━━ PASSAGE TO READ ━━

Salt Water
"The cure for anything is salt water – sweat, tears, or the sea."
—Isak Dinesen
—Isak Dinesen
It is times like this that I dream of the sea. Always the sea. Waves lap at my ankles, slap up against my calves, and I am knee deep, waist deep, chin high, fighting the current with every ounce of strength I have left. I go under, each wave pushing me further down into murky water, into fragmented sound and countless unknowns. It is then that I am suddenly awake in my bed, gasping for breath, the taste of the sea still fresh in my mouth. I fight it, always I fight it, but sometimes I wonder why I do not let it take me.
I have been absent from here lately. It has been easier to stay quiet, to spare the unpleasant, to not admit defeat. It is only now that I feel I can finally do so.
The past three years have been a blur of car wrecks, of needles and physical therapy; of picking up the pieces and having them crash down one by one, again and again, da capo al fine; of unrelenting pain that stays with me daily and seeps into my dreams at night. Three years of salt water – of sweat and tears and fighting the sea.
Each day is a new challenge. I now have disabilities that limit the type and duration of work I can perform and the career I went to college to accomplish is no longer an option. I am now doing temp work and exploring other options, but it’s not easy.
It is after the third car wreck that I have come to terms with the fact that this is permanent and degenerative. It is something that I had been told countless times before, but blocked out of my mind because the mere thought of it terrified me. During the last round of physical therapy, they told me again, “This is how it’s always going to be. Your injuries and your pain have been with you so long that you’re not going to get better. Stop trying to fight it, stop trying to make it go away, because it won’t. Find a way to live with it.” I ignored it, shunned pity and carried on. I kept fighting it just as I think anyone would. But slowly I have lost the ability to do many of the things that I once loved, as well as the ability to do many routine tasks with ease (or at all). And there are so many things in life that I have not yet done, so many things that I had to put aside in order to recover (three times over). A career and a family, namely. Accepting all of this has been a process. It’s not something that is cut and dry – there is a ripple effect, a whirl of chaos, of sweat and tears left in the wake.
Still, I believe that some day life will be better, that opportunities will come, and that my dreams of the sea will be as they once were: fishing on a small wooden boat in smooth glassy water with solid land to return to, an endless horizon in front of me, and a sunset to paint my own.

━━━
━━ INPUT DATA ━━

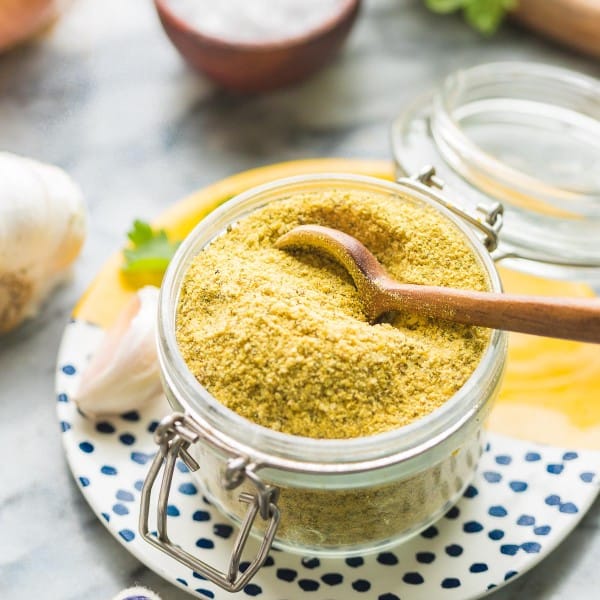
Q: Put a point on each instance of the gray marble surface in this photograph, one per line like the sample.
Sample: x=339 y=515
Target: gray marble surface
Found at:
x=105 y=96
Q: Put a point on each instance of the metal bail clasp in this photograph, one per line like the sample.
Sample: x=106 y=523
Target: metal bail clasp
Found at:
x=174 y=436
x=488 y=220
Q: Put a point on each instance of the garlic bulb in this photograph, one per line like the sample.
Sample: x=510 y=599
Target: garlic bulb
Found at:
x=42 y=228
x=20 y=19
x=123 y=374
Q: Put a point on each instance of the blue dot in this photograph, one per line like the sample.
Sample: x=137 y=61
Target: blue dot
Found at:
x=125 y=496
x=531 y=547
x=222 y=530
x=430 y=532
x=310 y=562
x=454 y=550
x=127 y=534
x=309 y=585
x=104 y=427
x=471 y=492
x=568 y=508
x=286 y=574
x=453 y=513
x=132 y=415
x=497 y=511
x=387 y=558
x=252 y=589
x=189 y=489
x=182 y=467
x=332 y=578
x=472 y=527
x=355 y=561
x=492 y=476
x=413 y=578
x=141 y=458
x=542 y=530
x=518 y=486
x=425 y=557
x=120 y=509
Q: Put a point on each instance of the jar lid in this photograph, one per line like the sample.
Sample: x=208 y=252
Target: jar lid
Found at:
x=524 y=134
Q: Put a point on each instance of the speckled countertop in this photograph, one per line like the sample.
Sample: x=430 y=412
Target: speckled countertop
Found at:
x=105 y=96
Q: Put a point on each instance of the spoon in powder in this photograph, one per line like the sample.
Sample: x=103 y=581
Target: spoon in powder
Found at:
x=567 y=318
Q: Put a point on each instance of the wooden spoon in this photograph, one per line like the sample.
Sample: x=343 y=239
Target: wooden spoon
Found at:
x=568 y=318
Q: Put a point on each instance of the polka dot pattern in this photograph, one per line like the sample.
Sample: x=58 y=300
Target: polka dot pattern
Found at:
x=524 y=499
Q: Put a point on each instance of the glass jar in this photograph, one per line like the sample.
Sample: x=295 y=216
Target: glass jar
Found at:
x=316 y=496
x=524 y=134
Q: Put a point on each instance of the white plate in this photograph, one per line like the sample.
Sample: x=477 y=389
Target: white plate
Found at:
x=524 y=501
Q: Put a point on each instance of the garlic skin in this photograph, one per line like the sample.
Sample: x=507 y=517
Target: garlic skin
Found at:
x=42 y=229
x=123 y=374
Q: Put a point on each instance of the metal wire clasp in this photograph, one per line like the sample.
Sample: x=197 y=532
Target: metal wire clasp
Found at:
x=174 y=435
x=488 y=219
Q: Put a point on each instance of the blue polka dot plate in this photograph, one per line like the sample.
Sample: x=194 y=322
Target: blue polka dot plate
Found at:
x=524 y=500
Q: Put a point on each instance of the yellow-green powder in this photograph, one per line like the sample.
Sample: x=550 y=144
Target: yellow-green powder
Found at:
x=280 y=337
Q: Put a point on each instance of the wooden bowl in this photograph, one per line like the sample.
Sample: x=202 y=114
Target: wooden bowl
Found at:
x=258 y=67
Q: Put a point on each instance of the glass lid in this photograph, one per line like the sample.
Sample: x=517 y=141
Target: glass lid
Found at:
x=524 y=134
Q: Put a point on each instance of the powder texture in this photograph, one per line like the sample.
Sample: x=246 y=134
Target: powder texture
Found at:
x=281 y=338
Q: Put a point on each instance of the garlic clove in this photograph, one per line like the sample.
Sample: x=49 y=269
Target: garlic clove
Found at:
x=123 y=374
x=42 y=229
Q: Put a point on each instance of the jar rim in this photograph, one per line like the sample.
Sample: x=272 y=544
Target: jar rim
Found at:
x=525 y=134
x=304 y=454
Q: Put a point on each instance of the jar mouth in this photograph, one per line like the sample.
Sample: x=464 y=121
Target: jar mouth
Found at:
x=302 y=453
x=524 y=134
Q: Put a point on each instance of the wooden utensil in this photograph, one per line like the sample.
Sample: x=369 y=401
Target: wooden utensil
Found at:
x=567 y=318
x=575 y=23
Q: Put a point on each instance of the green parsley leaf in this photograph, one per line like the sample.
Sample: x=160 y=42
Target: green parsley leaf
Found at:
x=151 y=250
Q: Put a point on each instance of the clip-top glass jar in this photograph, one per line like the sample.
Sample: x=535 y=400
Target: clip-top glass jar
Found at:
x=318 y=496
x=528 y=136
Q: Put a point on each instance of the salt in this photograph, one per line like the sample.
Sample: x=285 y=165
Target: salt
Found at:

━━━
━━ INPUT DATA ━━

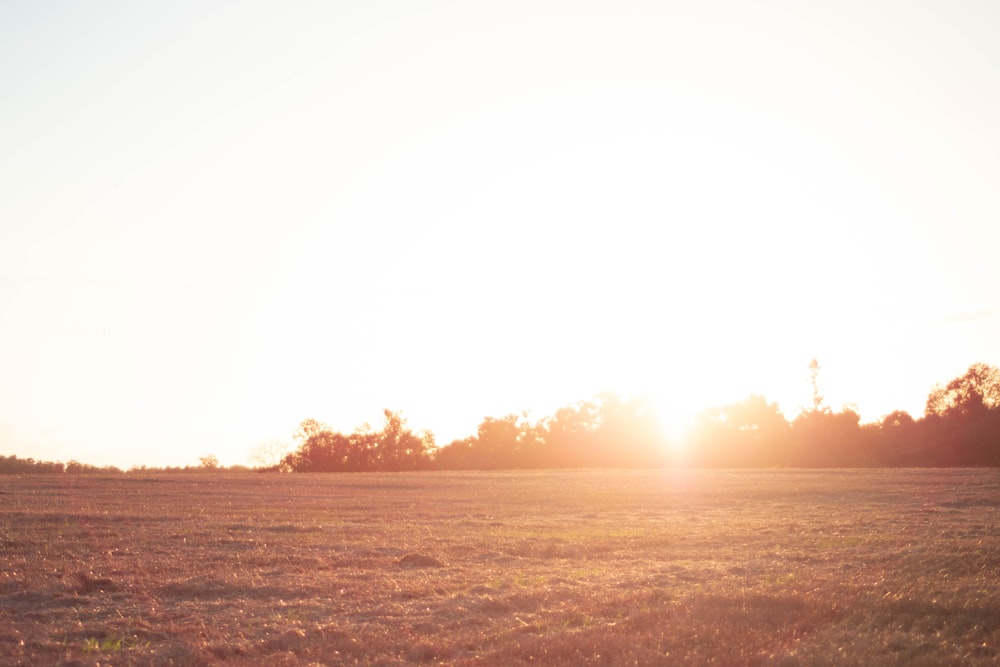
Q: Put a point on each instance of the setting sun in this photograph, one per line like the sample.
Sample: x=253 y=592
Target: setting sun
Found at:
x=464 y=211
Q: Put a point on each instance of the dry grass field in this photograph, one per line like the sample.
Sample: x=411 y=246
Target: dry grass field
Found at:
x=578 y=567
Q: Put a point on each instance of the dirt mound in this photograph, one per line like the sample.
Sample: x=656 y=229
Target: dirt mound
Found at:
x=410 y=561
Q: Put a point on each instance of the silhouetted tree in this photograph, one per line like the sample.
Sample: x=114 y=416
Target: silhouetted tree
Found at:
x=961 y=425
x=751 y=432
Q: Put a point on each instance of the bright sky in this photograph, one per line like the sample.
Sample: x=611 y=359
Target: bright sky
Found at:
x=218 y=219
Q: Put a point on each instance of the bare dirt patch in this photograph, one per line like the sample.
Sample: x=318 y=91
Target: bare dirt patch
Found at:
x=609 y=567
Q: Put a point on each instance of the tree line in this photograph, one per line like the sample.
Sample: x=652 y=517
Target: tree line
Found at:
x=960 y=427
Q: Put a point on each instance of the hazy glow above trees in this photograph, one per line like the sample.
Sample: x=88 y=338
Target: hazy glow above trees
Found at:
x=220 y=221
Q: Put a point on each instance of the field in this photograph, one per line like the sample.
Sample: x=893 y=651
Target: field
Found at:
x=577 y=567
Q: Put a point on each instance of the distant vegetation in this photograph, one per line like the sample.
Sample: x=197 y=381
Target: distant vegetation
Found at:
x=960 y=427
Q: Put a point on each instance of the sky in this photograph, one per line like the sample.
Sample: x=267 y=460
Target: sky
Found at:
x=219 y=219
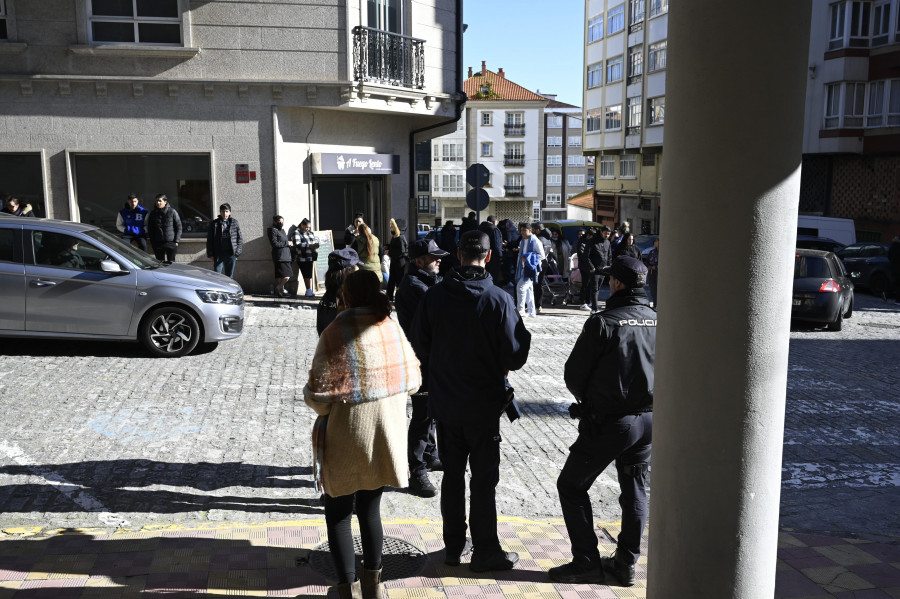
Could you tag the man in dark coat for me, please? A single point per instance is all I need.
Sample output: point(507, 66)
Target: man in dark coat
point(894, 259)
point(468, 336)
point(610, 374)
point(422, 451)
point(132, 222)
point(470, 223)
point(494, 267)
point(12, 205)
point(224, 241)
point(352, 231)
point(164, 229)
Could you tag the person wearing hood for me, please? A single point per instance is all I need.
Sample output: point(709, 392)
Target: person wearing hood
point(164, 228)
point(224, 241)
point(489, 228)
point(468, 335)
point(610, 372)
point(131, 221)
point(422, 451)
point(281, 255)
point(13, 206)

━━━

■ PROBLEM TO SOLVE ■
Return the stretch of the Salt Water essay above from "Each day is" through "it’s not easy.", copied word for word.

■ EXERCISE RESULT ■
Each day is a new challenge. I now have disabilities that limit the type and duration of work I can perform and the career I went to college to accomplish is no longer an option. I am now doing temp work and exploring other options, but it’s not easy.